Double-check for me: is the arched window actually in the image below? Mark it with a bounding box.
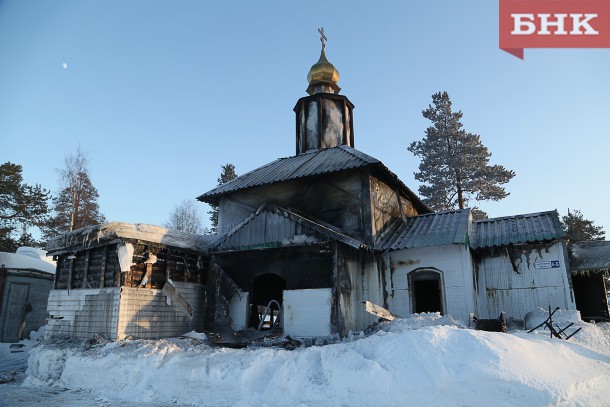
[408,268,445,314]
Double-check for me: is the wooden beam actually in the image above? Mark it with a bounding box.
[66,254,76,290]
[100,246,108,288]
[162,280,193,318]
[81,250,91,288]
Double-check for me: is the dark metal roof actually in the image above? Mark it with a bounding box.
[375,209,470,250]
[197,145,429,212]
[570,240,610,270]
[470,211,564,249]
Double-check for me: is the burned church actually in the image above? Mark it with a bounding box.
[44,39,576,339]
[198,43,575,336]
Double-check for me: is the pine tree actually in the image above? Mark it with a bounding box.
[208,164,237,234]
[561,209,606,242]
[408,92,515,216]
[0,162,49,253]
[45,146,106,238]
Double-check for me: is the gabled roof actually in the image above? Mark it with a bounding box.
[470,211,564,249]
[375,209,470,250]
[47,222,215,254]
[197,145,430,212]
[211,204,366,252]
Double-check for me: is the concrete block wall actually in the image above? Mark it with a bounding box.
[46,288,120,339]
[478,242,576,320]
[117,282,205,339]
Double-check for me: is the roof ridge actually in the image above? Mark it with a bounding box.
[473,209,559,223]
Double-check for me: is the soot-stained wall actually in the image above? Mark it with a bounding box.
[214,244,333,292]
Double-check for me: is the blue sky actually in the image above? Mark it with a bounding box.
[0,0,610,238]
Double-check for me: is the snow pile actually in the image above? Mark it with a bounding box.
[0,327,45,383]
[525,308,581,329]
[25,314,610,406]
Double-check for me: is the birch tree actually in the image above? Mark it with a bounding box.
[45,146,106,237]
[165,200,208,234]
[208,163,237,233]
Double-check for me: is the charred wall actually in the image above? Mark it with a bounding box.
[369,176,418,236]
[55,242,208,289]
[219,170,370,244]
[213,244,333,292]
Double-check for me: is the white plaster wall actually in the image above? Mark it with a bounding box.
[283,288,332,338]
[229,292,250,331]
[478,242,576,320]
[386,245,476,323]
[46,288,120,339]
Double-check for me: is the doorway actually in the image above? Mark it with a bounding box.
[248,274,286,331]
[409,269,444,315]
[572,272,609,322]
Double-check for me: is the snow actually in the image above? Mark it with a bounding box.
[525,308,580,330]
[11,314,610,406]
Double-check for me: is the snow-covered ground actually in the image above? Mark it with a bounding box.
[0,314,610,406]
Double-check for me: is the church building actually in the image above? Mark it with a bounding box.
[198,39,575,337]
[48,35,576,343]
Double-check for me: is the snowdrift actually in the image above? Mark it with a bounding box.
[24,314,610,406]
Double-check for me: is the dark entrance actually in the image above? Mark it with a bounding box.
[248,274,286,330]
[409,270,443,314]
[572,272,608,321]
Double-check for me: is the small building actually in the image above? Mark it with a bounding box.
[47,222,210,339]
[0,247,55,342]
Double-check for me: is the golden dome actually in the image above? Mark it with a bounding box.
[307,49,341,95]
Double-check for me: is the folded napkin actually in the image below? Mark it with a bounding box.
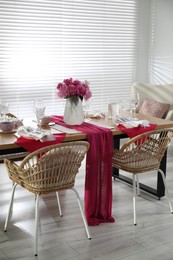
[116,124,157,138]
[17,126,55,142]
[15,133,66,152]
[115,115,150,128]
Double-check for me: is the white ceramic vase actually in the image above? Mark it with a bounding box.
[64,96,84,125]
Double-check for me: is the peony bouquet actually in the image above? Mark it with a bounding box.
[57,78,92,100]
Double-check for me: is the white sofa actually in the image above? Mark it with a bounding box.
[131,82,173,120]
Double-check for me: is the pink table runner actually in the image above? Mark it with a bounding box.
[116,124,157,138]
[51,116,115,226]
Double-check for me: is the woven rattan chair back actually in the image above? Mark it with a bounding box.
[112,129,173,225]
[4,141,91,255]
[4,141,89,194]
[112,129,173,174]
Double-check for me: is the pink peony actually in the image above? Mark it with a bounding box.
[57,78,92,100]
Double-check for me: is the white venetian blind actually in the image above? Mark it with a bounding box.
[149,0,173,84]
[0,0,140,116]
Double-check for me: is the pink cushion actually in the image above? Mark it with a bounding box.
[139,99,170,118]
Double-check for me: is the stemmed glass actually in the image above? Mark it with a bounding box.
[130,93,140,115]
[83,98,93,122]
[0,101,9,121]
[34,99,46,126]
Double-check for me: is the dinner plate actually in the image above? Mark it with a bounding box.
[17,130,34,139]
[0,129,16,134]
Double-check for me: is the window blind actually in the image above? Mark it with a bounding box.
[0,0,140,117]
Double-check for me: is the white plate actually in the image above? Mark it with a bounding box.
[0,129,16,134]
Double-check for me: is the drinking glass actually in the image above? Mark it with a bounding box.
[129,93,139,115]
[108,100,120,119]
[34,99,46,126]
[0,101,9,121]
[83,98,93,122]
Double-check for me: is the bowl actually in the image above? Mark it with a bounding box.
[0,122,15,132]
[41,116,50,126]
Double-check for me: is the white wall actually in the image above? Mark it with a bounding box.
[149,0,173,84]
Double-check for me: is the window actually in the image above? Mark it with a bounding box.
[150,0,173,84]
[0,0,140,117]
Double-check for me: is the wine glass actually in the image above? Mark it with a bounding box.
[129,93,139,115]
[0,101,9,121]
[34,99,46,126]
[83,98,93,122]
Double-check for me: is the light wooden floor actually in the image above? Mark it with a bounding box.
[0,146,173,260]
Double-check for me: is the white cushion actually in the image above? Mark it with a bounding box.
[132,82,173,120]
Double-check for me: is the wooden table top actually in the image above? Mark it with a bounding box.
[0,111,173,150]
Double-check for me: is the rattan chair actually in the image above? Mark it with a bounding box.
[4,141,91,255]
[112,129,173,225]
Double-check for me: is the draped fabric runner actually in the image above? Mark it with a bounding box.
[116,124,157,138]
[15,133,66,152]
[51,116,115,226]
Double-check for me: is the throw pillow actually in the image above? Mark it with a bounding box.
[139,99,170,118]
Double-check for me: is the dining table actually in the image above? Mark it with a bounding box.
[0,110,173,226]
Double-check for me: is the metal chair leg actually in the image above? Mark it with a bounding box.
[158,169,173,213]
[133,174,137,225]
[72,188,91,239]
[56,191,63,217]
[4,182,17,232]
[136,174,140,196]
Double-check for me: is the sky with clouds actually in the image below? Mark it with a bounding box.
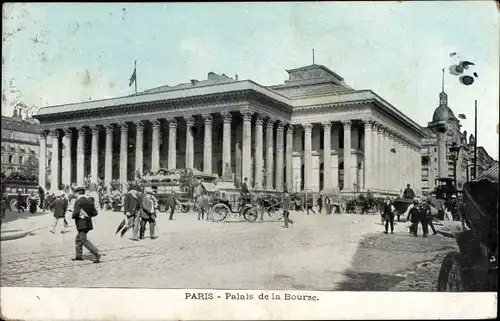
[2,1,500,159]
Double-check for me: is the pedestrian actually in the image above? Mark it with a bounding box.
[118,187,141,241]
[408,200,422,236]
[316,195,323,214]
[50,191,68,234]
[196,192,208,221]
[38,186,45,210]
[282,188,294,228]
[306,197,316,215]
[420,199,437,237]
[167,191,180,221]
[17,191,24,213]
[2,194,8,218]
[139,189,157,240]
[383,197,394,234]
[71,186,101,263]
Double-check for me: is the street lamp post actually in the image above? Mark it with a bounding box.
[450,143,460,189]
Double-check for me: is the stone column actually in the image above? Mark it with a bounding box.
[221,112,232,173]
[90,126,99,184]
[342,120,353,191]
[302,124,312,191]
[241,110,253,181]
[365,121,379,190]
[363,121,374,190]
[203,115,214,174]
[276,122,285,192]
[254,114,264,190]
[50,129,59,191]
[120,123,128,191]
[168,118,177,170]
[62,128,73,185]
[134,120,144,177]
[184,116,194,169]
[76,127,86,186]
[286,124,294,193]
[38,131,47,190]
[265,118,274,190]
[151,119,161,173]
[104,124,114,188]
[323,122,332,189]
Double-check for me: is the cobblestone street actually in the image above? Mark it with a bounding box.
[1,212,454,291]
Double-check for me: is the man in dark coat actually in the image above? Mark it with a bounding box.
[382,198,394,234]
[166,191,179,221]
[120,189,141,241]
[38,186,45,210]
[420,199,437,236]
[72,187,101,263]
[50,195,68,234]
[403,184,415,200]
[282,188,294,228]
[408,200,422,236]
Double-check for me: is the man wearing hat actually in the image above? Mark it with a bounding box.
[139,188,158,240]
[121,186,141,241]
[72,186,101,263]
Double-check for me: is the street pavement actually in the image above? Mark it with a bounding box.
[0,211,455,291]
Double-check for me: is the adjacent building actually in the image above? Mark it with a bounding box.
[421,84,496,193]
[35,64,425,195]
[2,108,52,179]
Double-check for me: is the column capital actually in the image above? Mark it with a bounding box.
[104,123,115,135]
[266,117,276,129]
[342,120,352,129]
[167,118,177,128]
[50,129,59,138]
[134,120,144,130]
[78,127,87,137]
[151,119,161,130]
[321,121,332,131]
[302,123,312,134]
[184,116,194,127]
[90,125,101,135]
[120,123,128,133]
[220,111,233,124]
[202,114,214,125]
[255,114,265,126]
[64,127,73,137]
[363,119,377,129]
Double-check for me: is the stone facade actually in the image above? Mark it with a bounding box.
[36,65,424,194]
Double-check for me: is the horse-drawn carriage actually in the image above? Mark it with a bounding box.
[437,167,498,292]
[209,192,259,222]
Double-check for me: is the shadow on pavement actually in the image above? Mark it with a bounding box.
[335,231,458,291]
[2,211,52,223]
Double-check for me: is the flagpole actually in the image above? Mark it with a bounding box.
[134,60,137,94]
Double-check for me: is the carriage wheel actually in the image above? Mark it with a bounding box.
[437,252,467,292]
[210,203,230,222]
[243,207,259,222]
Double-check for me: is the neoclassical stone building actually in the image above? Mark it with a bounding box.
[35,65,424,194]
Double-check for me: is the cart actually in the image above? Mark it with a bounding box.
[209,194,259,222]
[437,176,498,292]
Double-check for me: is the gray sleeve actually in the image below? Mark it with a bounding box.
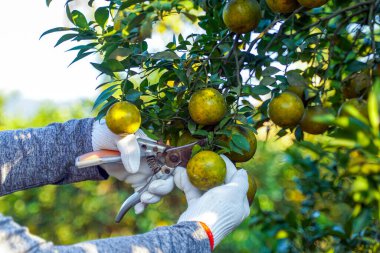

* TASK REQUIREMENTS
Can you reproduce the lines above between the one holding "Double-check for me: is the street lamp" and the one holding "[450,143,460,189]", inclusive, with the request unchanged but every bounding-box coordinate multiplied by 1.25 and rounded to a whole number, halves up? Give only those lines.

* EXPECTED ANSWER
Double-check for me: is the street lamp post actually in the image above? Mark it with a bounding box.
[563,179,575,236]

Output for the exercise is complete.